#### TASK TO COMPLETE:
Copy the data below in full, replacing each "dataset curation pipeline" with "annotation review queue" and leaving everything else unchanged.
○ ○ ○ ○ ○
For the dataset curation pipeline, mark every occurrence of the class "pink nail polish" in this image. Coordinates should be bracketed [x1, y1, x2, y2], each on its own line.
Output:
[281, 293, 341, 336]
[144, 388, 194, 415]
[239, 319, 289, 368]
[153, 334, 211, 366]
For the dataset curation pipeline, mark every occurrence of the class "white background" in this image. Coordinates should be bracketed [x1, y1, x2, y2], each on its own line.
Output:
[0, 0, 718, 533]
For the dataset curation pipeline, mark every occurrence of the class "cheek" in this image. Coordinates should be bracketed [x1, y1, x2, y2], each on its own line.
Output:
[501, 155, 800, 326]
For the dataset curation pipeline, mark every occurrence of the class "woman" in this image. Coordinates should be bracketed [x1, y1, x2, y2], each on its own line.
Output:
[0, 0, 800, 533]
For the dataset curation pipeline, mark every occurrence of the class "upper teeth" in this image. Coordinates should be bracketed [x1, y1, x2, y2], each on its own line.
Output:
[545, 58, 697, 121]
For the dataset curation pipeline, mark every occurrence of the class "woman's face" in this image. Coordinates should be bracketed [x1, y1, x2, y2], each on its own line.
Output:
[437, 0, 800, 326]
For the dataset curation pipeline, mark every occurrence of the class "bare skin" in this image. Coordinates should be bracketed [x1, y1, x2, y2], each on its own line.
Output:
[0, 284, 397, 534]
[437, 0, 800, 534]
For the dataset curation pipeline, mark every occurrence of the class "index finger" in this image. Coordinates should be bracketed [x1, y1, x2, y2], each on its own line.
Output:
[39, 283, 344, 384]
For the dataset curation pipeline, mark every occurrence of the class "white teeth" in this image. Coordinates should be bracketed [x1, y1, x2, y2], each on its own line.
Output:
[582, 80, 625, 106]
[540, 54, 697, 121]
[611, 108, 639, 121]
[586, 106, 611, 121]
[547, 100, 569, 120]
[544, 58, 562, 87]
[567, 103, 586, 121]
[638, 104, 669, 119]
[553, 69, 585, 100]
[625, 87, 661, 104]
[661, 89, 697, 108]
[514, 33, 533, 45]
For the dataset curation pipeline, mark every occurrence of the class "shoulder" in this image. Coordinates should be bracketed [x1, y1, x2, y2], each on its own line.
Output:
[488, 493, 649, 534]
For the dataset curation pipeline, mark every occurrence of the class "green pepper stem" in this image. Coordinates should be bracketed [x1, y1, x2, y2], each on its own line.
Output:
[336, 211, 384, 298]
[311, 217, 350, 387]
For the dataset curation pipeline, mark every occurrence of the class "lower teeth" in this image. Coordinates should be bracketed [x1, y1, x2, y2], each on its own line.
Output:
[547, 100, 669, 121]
○ ○ ○ ○ ○
#### FINAL RESULT:
For the annotation review queue, mark every occurrence of the class "pink nail polish" in this image. Coordinates should be bracketed [x1, y1, x2, y2], each on its own line.
Output:
[281, 293, 341, 336]
[144, 388, 194, 415]
[239, 319, 289, 368]
[153, 334, 211, 366]
For the annotation review queue, mark every occurrence of the class "white background" in this image. Coordinates should be bracketed [x1, y1, x2, y2], each on its own line.
Output:
[0, 0, 718, 533]
For the annotation review queue, mark every occurrence of the class "cheek" in this image. Coordinates should be bracketed [x1, y1, x2, y2], each on its own line.
Output:
[501, 155, 800, 326]
For the annotation review queue, mark every occurrence of the class "woman" in this image. Coordinates should be bracketed [x1, y1, x2, y2], each on its own line.
Output:
[0, 0, 800, 533]
For the annotation review queue, mark every occurrence of the class "upper teeth" in this image. Coordinates should be bracketed [x1, y1, x2, y2], each on its own line.
Output:
[545, 58, 697, 121]
For the annotation review queue, mark every occurrence of the class "woman's face" in this image. Coordinates should be bracketed [x1, y1, x2, y2], each on its own line.
Output:
[437, 0, 800, 326]
For the annotation review queue, mark every occurrence of the class "bare skin" in this image. Coordinates should be bracketed [x1, y1, x2, y2], each on its own line.
Output:
[0, 284, 397, 534]
[437, 0, 800, 534]
For the annotation review queue, mark every occurrence of the class "index finger" in this image. Coordinates should be bracketed [x1, y1, x2, y2], each on its own line.
Output:
[39, 283, 344, 384]
For the annotation review queue, mark every occurrence of the class "white teeth" in this image. Coordinates should be bracketed [x1, y1, x2, y2], each on its own line.
Output:
[582, 80, 625, 106]
[540, 54, 697, 121]
[611, 108, 639, 121]
[586, 106, 611, 121]
[547, 100, 569, 120]
[544, 58, 562, 87]
[567, 103, 586, 121]
[638, 104, 669, 119]
[553, 69, 585, 100]
[625, 87, 661, 104]
[661, 89, 697, 108]
[514, 33, 533, 45]
For the annotation review queue, mark every occurrence of the class "shoulder" in this image. Coordinates should be bracketed [x1, y1, x2, y2], each on its own line.
Output:
[488, 493, 649, 534]
For the annotation review queue, mark every occurrence of the class "green pepper stem" in this image. Coordinates should be bracketed [x1, y1, x2, y2], each on its own line.
Output:
[336, 211, 384, 298]
[311, 217, 350, 387]
For the annotation review queue, mark every occurrence of the class "lower teeth" in this image. Coordinates should be bracketed [x1, y1, x2, y2], each on its own line.
Output:
[547, 100, 669, 121]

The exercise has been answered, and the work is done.